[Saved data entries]
■ ■ ■ ■ ■

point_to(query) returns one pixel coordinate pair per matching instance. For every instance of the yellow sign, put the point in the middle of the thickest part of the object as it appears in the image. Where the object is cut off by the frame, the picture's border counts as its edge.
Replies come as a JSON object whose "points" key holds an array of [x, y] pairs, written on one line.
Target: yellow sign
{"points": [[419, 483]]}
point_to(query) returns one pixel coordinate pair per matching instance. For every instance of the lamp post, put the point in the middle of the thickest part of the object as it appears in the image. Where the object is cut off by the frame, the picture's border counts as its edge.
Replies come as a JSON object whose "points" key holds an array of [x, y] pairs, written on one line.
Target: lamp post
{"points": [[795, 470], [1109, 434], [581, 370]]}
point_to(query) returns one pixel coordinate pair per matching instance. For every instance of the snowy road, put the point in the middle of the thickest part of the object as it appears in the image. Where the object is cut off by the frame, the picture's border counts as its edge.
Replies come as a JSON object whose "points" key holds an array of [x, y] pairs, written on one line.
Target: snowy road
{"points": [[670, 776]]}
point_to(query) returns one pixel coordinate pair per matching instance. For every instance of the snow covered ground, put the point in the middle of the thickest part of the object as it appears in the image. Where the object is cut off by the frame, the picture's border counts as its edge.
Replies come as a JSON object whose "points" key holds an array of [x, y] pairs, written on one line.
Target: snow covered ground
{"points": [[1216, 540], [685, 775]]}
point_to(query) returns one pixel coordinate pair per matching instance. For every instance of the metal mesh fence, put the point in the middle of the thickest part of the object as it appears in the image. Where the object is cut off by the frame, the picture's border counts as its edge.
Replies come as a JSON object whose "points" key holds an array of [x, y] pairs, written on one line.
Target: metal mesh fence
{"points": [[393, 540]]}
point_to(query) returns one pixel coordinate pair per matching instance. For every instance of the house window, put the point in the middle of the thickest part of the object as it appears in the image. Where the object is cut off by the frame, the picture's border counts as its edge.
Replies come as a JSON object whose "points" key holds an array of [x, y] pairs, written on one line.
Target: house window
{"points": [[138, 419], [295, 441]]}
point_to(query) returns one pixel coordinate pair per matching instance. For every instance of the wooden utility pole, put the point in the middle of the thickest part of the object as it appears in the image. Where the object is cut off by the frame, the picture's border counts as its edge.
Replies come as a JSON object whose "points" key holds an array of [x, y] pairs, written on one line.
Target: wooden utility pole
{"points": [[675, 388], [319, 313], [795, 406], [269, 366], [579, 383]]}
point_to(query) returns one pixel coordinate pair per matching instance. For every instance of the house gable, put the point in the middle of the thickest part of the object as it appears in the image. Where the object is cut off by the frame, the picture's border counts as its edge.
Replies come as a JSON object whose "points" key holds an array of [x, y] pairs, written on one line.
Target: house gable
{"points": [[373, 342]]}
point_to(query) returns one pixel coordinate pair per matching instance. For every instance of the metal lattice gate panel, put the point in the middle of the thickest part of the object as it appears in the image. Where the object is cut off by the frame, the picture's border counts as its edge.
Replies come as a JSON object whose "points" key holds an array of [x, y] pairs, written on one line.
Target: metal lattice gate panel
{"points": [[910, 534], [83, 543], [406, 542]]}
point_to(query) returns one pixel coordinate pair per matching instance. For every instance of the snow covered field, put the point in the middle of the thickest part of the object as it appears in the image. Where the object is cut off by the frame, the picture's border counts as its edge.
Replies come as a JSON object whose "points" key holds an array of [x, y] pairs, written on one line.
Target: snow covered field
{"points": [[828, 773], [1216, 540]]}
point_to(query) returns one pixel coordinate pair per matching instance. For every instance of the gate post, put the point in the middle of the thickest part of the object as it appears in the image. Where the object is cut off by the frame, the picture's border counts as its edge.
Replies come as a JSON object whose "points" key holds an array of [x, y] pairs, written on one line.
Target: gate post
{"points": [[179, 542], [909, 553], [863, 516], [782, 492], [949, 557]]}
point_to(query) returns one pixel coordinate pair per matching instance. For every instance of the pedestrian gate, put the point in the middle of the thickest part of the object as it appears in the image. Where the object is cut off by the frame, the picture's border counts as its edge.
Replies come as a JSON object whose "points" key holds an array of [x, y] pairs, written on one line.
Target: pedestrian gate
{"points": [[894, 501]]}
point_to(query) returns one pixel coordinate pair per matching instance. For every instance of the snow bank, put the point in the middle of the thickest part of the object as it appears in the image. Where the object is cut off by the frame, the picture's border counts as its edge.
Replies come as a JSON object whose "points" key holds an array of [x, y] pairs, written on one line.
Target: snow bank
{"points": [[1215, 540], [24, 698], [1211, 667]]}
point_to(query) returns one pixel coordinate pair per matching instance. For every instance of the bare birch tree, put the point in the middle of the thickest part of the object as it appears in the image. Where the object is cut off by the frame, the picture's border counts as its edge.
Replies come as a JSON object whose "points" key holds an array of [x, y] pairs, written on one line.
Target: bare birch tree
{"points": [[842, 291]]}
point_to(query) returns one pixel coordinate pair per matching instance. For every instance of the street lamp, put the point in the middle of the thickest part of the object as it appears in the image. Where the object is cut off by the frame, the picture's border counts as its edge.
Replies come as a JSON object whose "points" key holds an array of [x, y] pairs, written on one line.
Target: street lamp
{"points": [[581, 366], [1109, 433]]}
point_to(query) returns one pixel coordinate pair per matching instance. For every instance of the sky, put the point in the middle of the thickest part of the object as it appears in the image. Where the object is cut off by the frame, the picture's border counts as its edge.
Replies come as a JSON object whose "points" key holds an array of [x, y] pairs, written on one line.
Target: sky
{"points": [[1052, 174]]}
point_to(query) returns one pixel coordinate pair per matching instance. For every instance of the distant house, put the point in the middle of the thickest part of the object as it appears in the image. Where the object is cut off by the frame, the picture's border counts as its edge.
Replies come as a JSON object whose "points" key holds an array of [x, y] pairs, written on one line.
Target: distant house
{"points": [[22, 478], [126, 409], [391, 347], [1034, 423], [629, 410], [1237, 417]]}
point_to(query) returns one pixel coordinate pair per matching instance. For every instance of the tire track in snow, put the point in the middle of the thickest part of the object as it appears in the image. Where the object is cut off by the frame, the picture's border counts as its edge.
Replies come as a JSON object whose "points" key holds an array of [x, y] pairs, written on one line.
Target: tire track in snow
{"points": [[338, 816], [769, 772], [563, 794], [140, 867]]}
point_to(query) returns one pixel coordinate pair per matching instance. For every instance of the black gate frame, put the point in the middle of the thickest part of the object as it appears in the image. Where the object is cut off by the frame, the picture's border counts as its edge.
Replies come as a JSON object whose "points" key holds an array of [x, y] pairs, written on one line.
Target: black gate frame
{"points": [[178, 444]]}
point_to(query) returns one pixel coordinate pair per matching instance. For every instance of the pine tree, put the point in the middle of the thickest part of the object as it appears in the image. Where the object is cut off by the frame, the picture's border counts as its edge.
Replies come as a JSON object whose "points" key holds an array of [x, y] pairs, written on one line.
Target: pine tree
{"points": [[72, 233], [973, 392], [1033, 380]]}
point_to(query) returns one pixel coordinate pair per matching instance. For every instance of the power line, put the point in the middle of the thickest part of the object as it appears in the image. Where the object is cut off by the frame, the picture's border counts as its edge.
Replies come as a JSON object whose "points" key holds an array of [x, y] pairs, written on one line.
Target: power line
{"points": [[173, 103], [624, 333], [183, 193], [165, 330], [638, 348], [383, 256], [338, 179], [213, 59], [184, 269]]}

■ ■ ■ ■ ■

Exercise: The line containing "of the power" and all lines after it, through the last line of the data, should be retyped exactly.

Answer area:
point_to(query) returns one pixel coordinate pair per matching instance. For every instance of the power line, put the point in the middle of the thickest part of the object as it appears in the image. Where the object is cut off by the frame, the picture's border counts as its edge.
Replies come as a JSON object whose "points" key holds an array of [x, y] pairs, written on one line.
Target: power line
{"points": [[173, 103], [624, 333], [183, 193], [165, 330], [638, 348], [383, 256], [338, 179], [213, 59], [184, 269]]}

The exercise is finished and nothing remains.